--- RECORDS SUPPLIED ---

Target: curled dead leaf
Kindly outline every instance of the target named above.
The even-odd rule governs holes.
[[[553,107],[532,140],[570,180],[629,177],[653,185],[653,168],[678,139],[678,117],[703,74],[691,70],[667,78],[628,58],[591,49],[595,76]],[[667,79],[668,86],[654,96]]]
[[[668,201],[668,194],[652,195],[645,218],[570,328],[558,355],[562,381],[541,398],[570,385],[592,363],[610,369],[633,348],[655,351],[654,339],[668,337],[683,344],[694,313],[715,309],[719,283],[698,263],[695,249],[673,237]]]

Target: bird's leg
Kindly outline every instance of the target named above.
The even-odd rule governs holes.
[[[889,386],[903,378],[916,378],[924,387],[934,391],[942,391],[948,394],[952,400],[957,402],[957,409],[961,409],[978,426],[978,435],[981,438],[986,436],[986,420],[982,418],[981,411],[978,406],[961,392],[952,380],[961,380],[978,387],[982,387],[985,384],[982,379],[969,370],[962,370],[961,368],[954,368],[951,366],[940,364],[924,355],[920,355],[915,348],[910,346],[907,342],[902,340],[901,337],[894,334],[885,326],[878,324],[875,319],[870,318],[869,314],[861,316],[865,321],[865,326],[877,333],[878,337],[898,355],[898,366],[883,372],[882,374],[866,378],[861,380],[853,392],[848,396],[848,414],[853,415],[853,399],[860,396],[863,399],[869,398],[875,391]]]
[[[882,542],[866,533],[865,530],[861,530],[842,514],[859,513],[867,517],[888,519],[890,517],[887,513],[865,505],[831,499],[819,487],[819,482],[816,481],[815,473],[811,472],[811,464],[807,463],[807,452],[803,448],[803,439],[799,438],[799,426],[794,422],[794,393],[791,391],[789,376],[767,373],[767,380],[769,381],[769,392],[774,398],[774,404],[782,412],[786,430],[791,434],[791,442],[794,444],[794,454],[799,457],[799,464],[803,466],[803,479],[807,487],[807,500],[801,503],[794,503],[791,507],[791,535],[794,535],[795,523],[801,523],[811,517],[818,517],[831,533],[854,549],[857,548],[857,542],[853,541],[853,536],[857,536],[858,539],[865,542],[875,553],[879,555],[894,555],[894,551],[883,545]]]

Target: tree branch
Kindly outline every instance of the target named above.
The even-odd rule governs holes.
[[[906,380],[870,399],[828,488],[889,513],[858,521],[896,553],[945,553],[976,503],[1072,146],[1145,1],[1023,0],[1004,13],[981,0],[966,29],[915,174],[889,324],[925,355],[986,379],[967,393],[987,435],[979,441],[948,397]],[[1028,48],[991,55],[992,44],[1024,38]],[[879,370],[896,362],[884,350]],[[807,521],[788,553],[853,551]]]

---

* DIRECTIONS FOR THIS TASK
Recast every line above as a Markdown table with the columns "Row" and "Line", numbering the lines in order and leaving out the blank ones.

* RIGHT ANSWER
| Row | Line |
|---|---|
| 1 | Target: curled dead leaf |
| 2 | Kindly outline every instance of the target named above. |
| 3 | The even-odd rule governs holes. |
| 4 | [[[553,107],[532,140],[570,180],[629,177],[653,185],[653,168],[678,139],[678,117],[703,74],[691,70],[667,78],[628,58],[591,49],[595,76]],[[667,79],[668,86],[654,96]]] |
| 5 | [[[668,201],[668,194],[652,195],[645,218],[570,328],[558,355],[562,381],[541,398],[570,385],[592,363],[610,369],[633,348],[655,351],[654,339],[668,337],[683,344],[694,313],[715,309],[719,283],[698,263],[695,249],[673,237]]] |
| 6 | Target: bird's leg |
| 7 | Kindly outline every instance of the target named above. |
| 8 | The even-odd rule governs holes. |
| 9 | [[[889,386],[903,378],[916,378],[924,387],[934,391],[942,391],[948,394],[952,400],[957,402],[957,409],[961,409],[978,426],[978,435],[981,438],[986,436],[986,420],[982,418],[981,411],[978,406],[961,392],[952,380],[961,380],[978,387],[982,387],[985,384],[982,379],[969,370],[962,370],[961,368],[954,368],[951,366],[940,364],[924,355],[920,355],[915,348],[910,346],[907,342],[902,340],[901,337],[894,334],[885,326],[878,324],[875,319],[870,318],[869,314],[861,316],[865,321],[865,326],[877,333],[878,337],[898,355],[898,366],[883,372],[882,374],[866,378],[861,380],[853,392],[848,396],[848,414],[853,415],[853,399],[860,396],[863,399],[869,398],[875,391]]] |
| 10 | [[[882,542],[866,533],[865,530],[861,530],[842,514],[859,513],[867,517],[888,519],[890,517],[887,513],[865,505],[831,499],[819,487],[819,482],[816,481],[815,473],[811,472],[811,464],[807,463],[807,452],[803,448],[803,439],[799,438],[799,426],[794,422],[794,393],[791,391],[789,376],[767,373],[767,380],[769,381],[769,392],[774,398],[774,404],[782,412],[786,430],[791,434],[791,442],[794,444],[794,454],[799,457],[799,464],[803,466],[803,479],[807,487],[807,500],[801,503],[794,503],[791,507],[791,535],[794,535],[795,523],[801,523],[811,517],[818,517],[831,533],[854,549],[857,548],[857,542],[853,541],[853,536],[857,536],[858,539],[865,542],[875,553],[879,555],[894,555],[894,551],[883,545]]] |
| 11 | Target: tree branch |
| 12 | Kindly outline every instance of the target named above. |
| 13 | The even-odd rule governs holes. |
| 14 | [[[906,380],[870,399],[828,488],[889,513],[858,521],[896,553],[945,553],[976,503],[1072,146],[1145,1],[1023,0],[1004,13],[981,0],[966,29],[915,174],[889,324],[925,355],[986,379],[967,393],[987,435],[979,441],[948,397]],[[1028,48],[991,55],[992,44],[1024,38]],[[879,370],[896,362],[884,350]],[[807,521],[788,553],[853,551]]] |